_YOUR INSTRUCTIONS_
List each line in the listing below that contains the word "white". Capitalization must match.

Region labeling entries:
(begin)

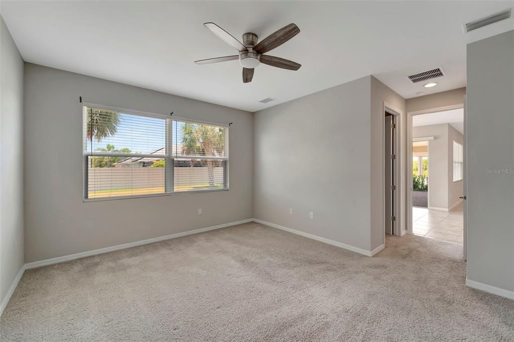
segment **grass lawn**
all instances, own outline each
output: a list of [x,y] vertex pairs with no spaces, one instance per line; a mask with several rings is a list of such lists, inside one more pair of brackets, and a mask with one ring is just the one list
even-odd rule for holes
[[[221,187],[222,184],[216,184],[216,187]],[[210,188],[208,184],[200,184],[188,185],[177,185],[175,187],[175,192],[189,191],[191,190],[201,190]],[[135,187],[125,189],[104,189],[89,192],[88,198],[101,198],[103,197],[119,197],[120,196],[135,196],[141,195],[153,195],[164,194],[164,186],[154,187]]]

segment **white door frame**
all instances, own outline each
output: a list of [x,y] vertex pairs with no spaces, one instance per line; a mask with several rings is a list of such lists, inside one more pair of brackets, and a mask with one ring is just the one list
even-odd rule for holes
[[[401,224],[401,210],[399,207],[401,201],[399,200],[401,194],[402,184],[401,183],[401,178],[400,177],[400,171],[401,170],[401,166],[399,165],[401,160],[401,146],[400,144],[400,135],[401,132],[402,127],[401,124],[401,118],[403,115],[403,112],[400,109],[392,106],[387,102],[384,101],[382,108],[382,231],[383,233],[383,241],[385,245],[386,243],[386,173],[384,172],[386,167],[386,111],[388,111],[395,117],[395,123],[396,125],[396,131],[394,132],[394,154],[396,156],[396,162],[394,163],[393,171],[394,172],[394,183],[396,185],[396,189],[395,192],[394,214],[396,217],[396,220],[394,224],[394,235],[401,236],[401,232],[405,232],[402,229]],[[404,233],[405,234],[405,233]]]
[[[407,162],[406,163],[406,172],[407,177],[406,177],[407,184],[405,184],[407,190],[407,210],[406,211],[406,225],[407,232],[412,234],[412,117],[415,115],[436,113],[439,111],[458,109],[464,107],[464,103],[444,107],[438,107],[430,109],[411,111],[407,113]],[[410,158],[409,156],[410,156]],[[430,165],[430,160],[428,161],[429,167]],[[429,171],[430,173],[430,171]]]

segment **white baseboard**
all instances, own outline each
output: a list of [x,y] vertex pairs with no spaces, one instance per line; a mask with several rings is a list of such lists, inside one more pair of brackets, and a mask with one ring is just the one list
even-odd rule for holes
[[489,293],[495,294],[497,296],[505,297],[505,298],[508,298],[509,299],[514,300],[514,291],[510,291],[508,290],[500,289],[500,288],[497,288],[495,286],[492,286],[491,285],[488,285],[487,284],[484,284],[482,282],[479,282],[478,281],[471,280],[467,278],[466,278],[466,285],[470,288],[476,289],[476,290],[480,290],[485,292],[488,292]]
[[377,253],[378,253],[379,252],[380,252],[384,248],[386,248],[386,245],[384,245],[383,243],[382,243],[382,244],[378,246],[378,247],[377,247],[374,250],[371,251],[371,256],[373,256],[374,255],[375,255],[375,254],[376,254]]
[[448,208],[439,208],[436,206],[429,206],[428,207],[428,208],[430,209],[430,210],[438,210],[441,212],[450,211],[449,210],[448,210]]
[[18,274],[16,275],[16,278],[14,278],[14,280],[12,281],[12,283],[11,284],[11,287],[9,288],[9,291],[7,291],[7,293],[6,294],[4,300],[2,301],[2,303],[0,304],[0,316],[2,316],[2,314],[4,313],[4,309],[7,306],[7,303],[9,302],[9,299],[11,299],[11,296],[12,296],[12,294],[14,292],[14,290],[16,289],[16,287],[18,286],[20,279],[22,278],[22,276],[23,275],[23,272],[25,271],[25,265],[24,265],[20,269],[20,271],[18,272]]
[[187,235],[196,234],[199,233],[203,233],[204,232],[208,232],[209,231],[213,231],[215,229],[225,228],[225,227],[228,227],[231,225],[235,225],[236,224],[246,223],[247,222],[251,222],[252,220],[253,220],[252,219],[242,220],[241,221],[236,221],[235,222],[231,222],[228,223],[224,223],[223,224],[218,224],[217,225],[213,225],[210,227],[206,227],[205,228],[200,228],[198,229],[195,229],[192,231],[188,231],[187,232],[182,232],[182,233],[177,233],[174,234],[170,234],[169,235],[164,235],[164,236],[159,236],[158,237],[152,238],[151,239],[147,239],[146,240],[136,241],[134,242],[128,242],[128,243],[118,244],[116,246],[106,247],[105,248],[101,248],[100,249],[94,250],[93,251],[82,252],[80,253],[70,254],[69,255],[64,255],[63,256],[57,257],[57,258],[52,258],[51,259],[46,259],[45,260],[42,260],[39,261],[29,262],[28,263],[25,264],[25,269],[29,270],[30,269],[35,269],[38,267],[47,266],[48,265],[52,265],[54,263],[64,262],[64,261],[69,261],[70,260],[75,260],[76,259],[80,259],[81,258],[85,258],[86,257],[91,256],[93,255],[102,254],[103,253],[106,253],[109,252],[114,252],[115,251],[119,251],[119,250],[123,250],[126,248],[131,248],[131,247],[135,247],[136,246],[140,246],[143,244],[148,244],[149,243],[158,242],[159,241],[164,241],[164,240],[175,239],[176,238],[181,237],[182,236],[186,236]]
[[[321,236],[318,236],[317,235],[313,235],[313,234],[309,234],[308,233],[304,233],[303,232],[301,232],[300,231],[297,231],[296,229],[292,229],[292,228],[288,228],[287,227],[284,227],[283,225],[280,225],[279,224],[276,224],[274,223],[272,223],[270,222],[267,222],[266,221],[263,221],[262,220],[259,220],[258,219],[253,219],[253,221],[257,222],[258,223],[261,223],[262,224],[265,224],[266,225],[268,225],[273,228],[277,228],[277,229],[280,229],[282,231],[285,231],[286,232],[289,232],[289,233],[292,233],[293,234],[297,234],[298,235],[301,235],[304,237],[308,238],[309,239],[312,239],[313,240],[316,240],[317,241],[321,241],[322,242],[324,242],[325,243],[328,243],[328,244],[332,244],[334,246],[337,246],[337,247],[340,247],[341,248],[344,248],[345,250],[348,250],[348,251],[351,251],[352,252],[355,252],[356,253],[360,253],[361,254],[363,254],[366,256],[373,256],[373,252],[376,251],[376,253],[378,253],[383,248],[383,245],[382,246],[379,246],[379,247],[375,249],[373,251],[366,251],[366,250],[363,250],[361,248],[358,248],[357,247],[354,247],[353,246],[351,246],[349,244],[346,244],[346,243],[343,243],[342,242],[338,242],[337,241],[334,241],[333,240],[330,240],[329,239],[326,239]],[[380,249],[379,250],[378,249]]]
[[449,212],[451,211],[452,209],[453,209],[455,207],[456,207],[457,205],[458,205],[459,204],[460,204],[461,202],[462,202],[462,199],[459,199],[458,201],[457,201],[454,203],[453,203],[453,204],[451,206],[450,206],[449,208],[448,208],[448,211]]

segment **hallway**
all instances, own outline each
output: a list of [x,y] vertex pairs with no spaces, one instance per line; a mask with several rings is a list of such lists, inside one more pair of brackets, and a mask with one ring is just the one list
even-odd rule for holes
[[449,213],[412,207],[412,233],[418,236],[462,244],[463,219],[462,203]]

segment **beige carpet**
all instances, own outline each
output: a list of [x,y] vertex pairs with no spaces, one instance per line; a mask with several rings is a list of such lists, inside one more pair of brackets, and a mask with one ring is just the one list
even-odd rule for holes
[[514,340],[514,301],[464,285],[462,247],[373,258],[251,223],[25,272],[2,340]]

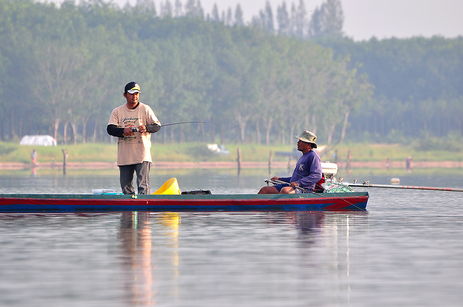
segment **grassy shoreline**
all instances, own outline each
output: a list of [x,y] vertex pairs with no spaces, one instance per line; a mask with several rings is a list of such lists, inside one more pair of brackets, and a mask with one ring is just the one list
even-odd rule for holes
[[[29,163],[33,149],[37,152],[38,163],[52,161],[62,162],[62,150],[67,152],[66,161],[75,162],[115,162],[117,158],[116,144],[87,143],[58,146],[22,146],[17,143],[0,142],[0,163]],[[207,149],[206,144],[185,143],[162,144],[154,143],[151,147],[153,161],[156,162],[236,161],[237,149],[240,148],[243,161],[268,162],[271,152],[272,160],[284,161],[288,157],[276,155],[277,151],[291,152],[295,146],[281,145],[225,144],[229,151],[226,156],[215,155]],[[321,144],[319,147],[322,147]],[[351,161],[381,162],[389,159],[391,162],[405,161],[407,157],[413,161],[463,161],[463,152],[443,150],[417,150],[412,146],[398,144],[351,144],[339,145],[331,150],[320,155],[323,161],[332,161],[333,153],[337,151],[339,161],[345,161],[350,151]]]

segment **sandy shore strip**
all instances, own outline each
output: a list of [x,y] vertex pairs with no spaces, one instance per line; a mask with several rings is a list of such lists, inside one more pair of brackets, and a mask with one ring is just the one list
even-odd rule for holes
[[[288,162],[275,161],[272,163],[272,168],[292,168],[296,164],[296,161],[289,163]],[[268,168],[269,162],[242,161],[241,168]],[[345,162],[339,162],[340,168],[346,167]],[[463,168],[462,161],[417,161],[413,162],[412,167],[415,168]],[[62,168],[63,163],[57,162],[39,163],[35,166],[38,168]],[[238,167],[236,162],[155,162],[152,167],[159,169],[233,169]],[[405,168],[405,162],[393,161],[390,163],[391,168]],[[24,169],[32,168],[34,165],[31,163],[18,162],[0,162],[0,169]],[[385,165],[382,162],[351,162],[352,168],[385,168]],[[117,169],[116,162],[72,162],[66,163],[66,168],[68,169]]]

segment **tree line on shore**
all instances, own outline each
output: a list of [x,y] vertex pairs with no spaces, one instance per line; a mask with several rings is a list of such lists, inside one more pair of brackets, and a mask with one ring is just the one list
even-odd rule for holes
[[162,124],[207,122],[166,127],[155,142],[289,144],[304,129],[324,143],[405,142],[461,131],[461,37],[355,42],[343,36],[337,0],[311,20],[295,8],[301,0],[291,14],[283,2],[277,25],[268,3],[247,25],[239,7],[232,18],[189,0],[166,0],[159,13],[152,3],[0,0],[2,140],[109,142],[109,114],[131,81]]

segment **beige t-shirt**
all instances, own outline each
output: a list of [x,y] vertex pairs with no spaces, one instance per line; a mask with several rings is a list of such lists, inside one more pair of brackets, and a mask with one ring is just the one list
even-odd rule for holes
[[[124,104],[117,107],[111,113],[108,125],[119,127],[138,127],[142,125],[157,123],[161,126],[154,112],[149,106],[139,103],[131,110]],[[117,139],[117,165],[127,165],[147,161],[152,162],[150,149],[151,133],[136,132],[134,135]]]

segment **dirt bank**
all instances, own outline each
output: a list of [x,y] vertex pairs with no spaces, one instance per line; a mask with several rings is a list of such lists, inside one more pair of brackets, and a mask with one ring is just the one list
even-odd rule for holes
[[[345,162],[338,163],[339,168],[345,168]],[[288,162],[273,162],[272,168],[292,168],[295,165],[295,161],[289,165]],[[213,169],[213,168],[236,168],[238,166],[235,162],[158,162],[153,163],[152,167],[159,169]],[[17,162],[1,162],[0,169],[24,169],[32,168],[34,166],[31,163],[21,163]],[[62,168],[62,163],[38,163],[38,168]],[[385,165],[382,162],[352,162],[352,168],[385,168]],[[391,168],[405,168],[405,161],[393,161],[390,163]],[[463,168],[463,162],[457,161],[417,161],[412,163],[414,168]],[[116,163],[108,162],[67,162],[66,167],[68,169],[109,169],[117,168]],[[267,162],[242,162],[242,168],[268,168]]]

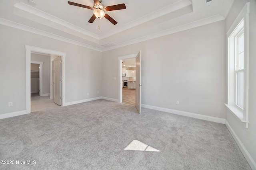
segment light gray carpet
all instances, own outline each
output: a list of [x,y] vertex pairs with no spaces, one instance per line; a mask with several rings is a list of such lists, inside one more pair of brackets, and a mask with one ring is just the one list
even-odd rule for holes
[[225,125],[142,111],[100,100],[0,120],[0,160],[36,162],[0,169],[250,169]]

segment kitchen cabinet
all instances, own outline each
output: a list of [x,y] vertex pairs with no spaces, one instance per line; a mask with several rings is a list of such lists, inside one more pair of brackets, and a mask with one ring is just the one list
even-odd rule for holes
[[128,88],[135,89],[136,88],[136,82],[128,80]]
[[130,76],[129,77],[135,77],[136,76],[135,70],[130,70]]
[[122,68],[122,73],[126,73],[126,68]]
[[126,77],[130,77],[130,70],[126,70],[125,73],[126,74]]

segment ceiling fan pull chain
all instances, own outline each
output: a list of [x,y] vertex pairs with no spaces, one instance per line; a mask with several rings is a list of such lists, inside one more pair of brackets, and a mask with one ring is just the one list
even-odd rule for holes
[[98,20],[98,28],[100,29],[100,19]]

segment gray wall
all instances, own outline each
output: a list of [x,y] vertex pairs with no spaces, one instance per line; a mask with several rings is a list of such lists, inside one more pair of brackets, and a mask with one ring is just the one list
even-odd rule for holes
[[224,118],[225,37],[223,21],[103,52],[102,96],[118,99],[118,57],[141,50],[142,104]]
[[0,114],[26,110],[25,45],[66,53],[66,102],[102,96],[101,52],[2,25],[0,30]]
[[[30,70],[31,71],[38,71],[38,76],[39,74],[39,64],[30,64]],[[30,88],[31,89],[31,93],[38,93],[39,91],[39,77],[32,77],[30,80]]]
[[31,53],[31,61],[43,62],[43,95],[50,93],[50,56]]
[[[230,10],[226,18],[227,31],[234,21],[247,0],[237,0]],[[226,120],[240,140],[256,162],[256,1],[250,0],[249,16],[249,124],[248,129],[245,124],[239,121],[227,109]],[[227,100],[226,103],[227,102]]]

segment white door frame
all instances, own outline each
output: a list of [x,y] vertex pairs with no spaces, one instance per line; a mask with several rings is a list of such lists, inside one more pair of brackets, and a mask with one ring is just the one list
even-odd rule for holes
[[30,113],[31,111],[31,101],[30,96],[30,63],[31,59],[31,51],[42,53],[48,54],[62,56],[62,83],[61,96],[62,106],[66,106],[66,53],[31,45],[25,45],[26,50],[26,113]]
[[132,58],[135,58],[138,53],[136,54],[130,54],[129,55],[124,55],[123,56],[120,56],[118,57],[118,60],[119,60],[119,66],[118,67],[118,71],[119,73],[119,90],[118,92],[118,99],[119,100],[119,103],[122,103],[122,60],[124,60],[125,59],[131,59]]
[[[31,64],[39,64],[39,66],[40,67],[40,70],[39,72],[40,73],[40,96],[43,96],[43,64],[44,63],[41,62],[40,61],[31,61],[30,63]],[[30,68],[31,69],[31,68]],[[31,87],[30,87],[31,88]],[[31,91],[31,90],[30,90]]]

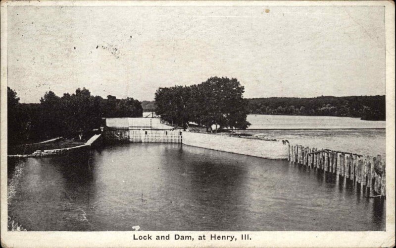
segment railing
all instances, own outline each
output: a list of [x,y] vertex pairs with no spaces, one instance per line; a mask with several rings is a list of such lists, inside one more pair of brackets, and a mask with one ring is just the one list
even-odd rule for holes
[[177,130],[108,130],[104,133],[105,141],[132,143],[182,143],[182,132]]

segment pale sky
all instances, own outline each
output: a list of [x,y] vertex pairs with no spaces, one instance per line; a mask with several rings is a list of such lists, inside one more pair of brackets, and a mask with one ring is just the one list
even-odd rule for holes
[[84,87],[152,100],[215,76],[246,98],[384,95],[384,10],[10,6],[8,85],[34,103]]

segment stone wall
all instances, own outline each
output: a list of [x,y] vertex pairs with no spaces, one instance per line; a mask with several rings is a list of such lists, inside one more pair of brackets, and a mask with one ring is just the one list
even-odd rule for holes
[[89,149],[91,147],[99,145],[101,142],[101,134],[95,134],[91,137],[84,145],[67,148],[53,149],[50,150],[38,150],[31,154],[9,155],[8,157],[26,158],[30,157],[43,157],[55,155],[65,154],[71,152]]
[[172,129],[173,126],[160,123],[159,118],[106,118],[109,127],[130,129]]
[[289,144],[283,144],[281,141],[267,141],[184,131],[182,143],[187,145],[271,159],[289,158]]

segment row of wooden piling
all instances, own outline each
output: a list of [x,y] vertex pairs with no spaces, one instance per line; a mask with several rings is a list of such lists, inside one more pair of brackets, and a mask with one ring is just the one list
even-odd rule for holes
[[[289,161],[311,169],[342,177],[366,189],[375,195],[386,195],[385,163],[380,155],[361,155],[329,149],[290,145]],[[370,193],[370,194],[371,194]]]

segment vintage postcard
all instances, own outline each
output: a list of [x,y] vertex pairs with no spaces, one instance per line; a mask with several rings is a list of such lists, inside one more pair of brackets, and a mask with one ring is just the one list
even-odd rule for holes
[[391,1],[2,1],[4,247],[392,247]]

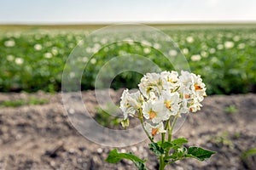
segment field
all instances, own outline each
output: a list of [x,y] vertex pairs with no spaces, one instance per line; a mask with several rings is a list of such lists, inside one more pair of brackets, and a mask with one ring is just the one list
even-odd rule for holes
[[[255,168],[256,25],[151,26],[171,37],[179,49],[154,42],[154,37],[146,34],[140,35],[142,42],[135,42],[108,44],[102,37],[86,40],[103,26],[0,26],[0,170],[135,169],[128,161],[117,165],[104,162],[113,148],[94,143],[74,128],[66,111],[83,116],[80,110],[84,105],[78,105],[79,97],[70,92],[77,87],[67,86],[64,90],[70,95],[70,101],[66,108],[75,106],[75,110],[65,110],[61,93],[63,69],[72,71],[64,76],[72,82],[80,77],[76,69],[86,65],[79,85],[83,104],[99,124],[123,129],[121,119],[109,115],[119,110],[109,105],[101,109],[95,93],[110,93],[114,104],[119,105],[124,88],[137,88],[142,75],[132,71],[115,75],[113,68],[129,66],[125,60],[117,60],[117,65],[110,67],[104,65],[114,56],[137,54],[161,70],[172,70],[175,65],[163,56],[162,48],[168,49],[167,54],[173,59],[179,56],[180,49],[191,71],[201,75],[207,88],[202,110],[189,114],[174,138],[188,138],[189,145],[218,152],[206,162],[184,160],[166,169]],[[88,55],[79,55],[65,67],[76,47],[85,49],[83,54]],[[135,65],[150,69],[142,63],[143,60],[130,60]],[[103,81],[96,88],[103,89],[95,90],[102,67],[107,68],[103,80],[114,78],[110,87]],[[131,126],[136,123],[131,122]],[[145,140],[118,150],[148,159],[147,167],[154,170],[159,165],[148,144]]]
[[[0,28],[0,91],[60,91],[67,57],[96,27],[86,28]],[[202,76],[208,94],[255,92],[256,26],[162,26],[160,28],[177,43],[191,71]],[[96,40],[93,47],[84,44],[93,58],[84,56],[79,60],[88,66],[88,71],[83,75],[82,89],[93,89],[100,68],[113,56],[124,53],[148,57],[160,69],[172,70],[172,66],[165,64],[163,54],[158,51],[160,44],[150,44],[146,39],[148,38],[145,37],[144,43],[116,42],[96,54],[95,49],[108,43],[105,39]],[[170,50],[170,55],[176,54]],[[132,71],[122,73],[115,77],[111,88],[136,88],[140,77],[141,75]]]

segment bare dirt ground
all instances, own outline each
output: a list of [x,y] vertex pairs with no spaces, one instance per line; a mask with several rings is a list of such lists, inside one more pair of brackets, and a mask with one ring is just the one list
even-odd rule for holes
[[[111,91],[119,100],[120,92]],[[113,148],[95,144],[76,131],[61,102],[61,94],[0,94],[0,103],[32,96],[49,99],[42,105],[0,107],[0,169],[136,169],[129,161],[117,165],[104,162]],[[97,103],[94,92],[83,92],[92,115]],[[201,162],[188,159],[166,169],[255,169],[256,156],[242,156],[256,147],[256,94],[209,96],[202,110],[188,116],[175,137],[189,139],[189,145],[218,151]],[[148,140],[118,148],[147,159],[148,169],[157,163],[148,150]]]

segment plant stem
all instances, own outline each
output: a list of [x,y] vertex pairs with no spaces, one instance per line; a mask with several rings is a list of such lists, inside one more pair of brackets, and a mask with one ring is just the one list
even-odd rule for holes
[[164,170],[166,167],[165,162],[164,162],[164,156],[161,156],[160,157],[160,167],[159,167],[159,170]]
[[[172,131],[173,131],[173,129],[174,129],[174,127],[175,127],[175,124],[176,124],[176,122],[177,122],[177,119],[178,116],[179,116],[179,113],[177,113],[177,114],[176,115],[176,116],[175,116],[174,119],[173,119],[173,122],[172,122],[172,123],[171,128],[168,128],[168,142],[171,142],[171,141],[172,141]],[[169,126],[170,126],[170,124],[169,124]]]
[[153,139],[150,137],[150,135],[148,134],[148,132],[146,131],[146,129],[145,129],[145,127],[144,127],[144,124],[143,124],[143,113],[142,113],[142,110],[141,110],[141,109],[139,110],[139,119],[140,119],[140,121],[141,121],[142,127],[143,127],[144,132],[146,133],[148,138],[149,139],[149,140],[150,140],[152,143],[154,143],[154,140],[153,140]]

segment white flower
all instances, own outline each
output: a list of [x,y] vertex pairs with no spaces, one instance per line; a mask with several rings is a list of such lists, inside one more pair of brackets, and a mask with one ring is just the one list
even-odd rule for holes
[[145,119],[150,119],[153,123],[166,121],[170,117],[170,114],[165,110],[163,99],[160,99],[156,101],[148,100],[143,103],[142,108]]
[[200,54],[195,54],[191,56],[192,61],[200,61],[201,60],[201,55]]
[[123,92],[120,101],[120,109],[124,113],[124,119],[127,119],[128,116],[133,116],[137,110],[141,107],[143,98],[140,92],[129,94],[128,89]]
[[182,113],[188,110],[195,112],[200,110],[201,102],[206,94],[206,85],[202,82],[200,76],[188,71],[182,71],[179,76],[181,81],[181,88],[179,93],[183,96]]
[[6,59],[7,59],[7,60],[9,60],[9,61],[13,61],[14,59],[15,59],[15,56],[9,54],[9,55],[7,55]]
[[4,46],[8,48],[11,48],[15,46],[15,42],[14,40],[8,40],[4,42]]
[[23,62],[24,62],[24,60],[21,59],[21,58],[16,58],[16,59],[15,59],[15,63],[16,63],[17,65],[22,65]]
[[194,42],[194,37],[189,36],[186,38],[186,40],[189,43],[192,43]]
[[37,44],[34,45],[34,48],[35,48],[36,51],[40,51],[42,49],[42,45],[37,43]]
[[176,56],[177,54],[177,52],[176,51],[176,49],[171,49],[169,51],[169,55],[171,56]]
[[227,49],[232,48],[234,47],[235,43],[233,42],[225,42],[224,47]]
[[202,105],[199,103],[197,100],[195,100],[192,105],[189,106],[189,111],[196,112],[201,110]]
[[156,125],[151,125],[148,122],[144,122],[145,129],[148,133],[148,134],[153,137],[155,136],[156,134],[162,133],[166,133],[166,131],[164,128],[164,124],[163,122],[160,122],[159,124]]
[[44,57],[46,59],[50,59],[50,58],[52,58],[52,54],[51,53],[46,53],[46,54],[44,54]]
[[171,115],[175,116],[178,113],[179,109],[179,94],[177,92],[171,93],[170,90],[163,91],[162,98],[164,100],[164,105],[166,106],[166,114],[168,117]]
[[156,96],[159,96],[162,89],[163,81],[160,75],[157,73],[147,73],[142,78],[141,82],[138,84],[139,89],[143,95],[148,99],[149,92],[153,91]]
[[176,83],[178,81],[178,73],[177,71],[162,71],[160,73],[162,80],[165,80],[165,82],[171,82],[171,83]]

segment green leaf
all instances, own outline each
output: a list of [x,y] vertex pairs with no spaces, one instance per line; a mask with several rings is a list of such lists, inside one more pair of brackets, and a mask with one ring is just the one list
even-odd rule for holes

(end)

_RESPONSE_
segment **white door frame**
segment **white baseboard**
segment white door frame
segment white flower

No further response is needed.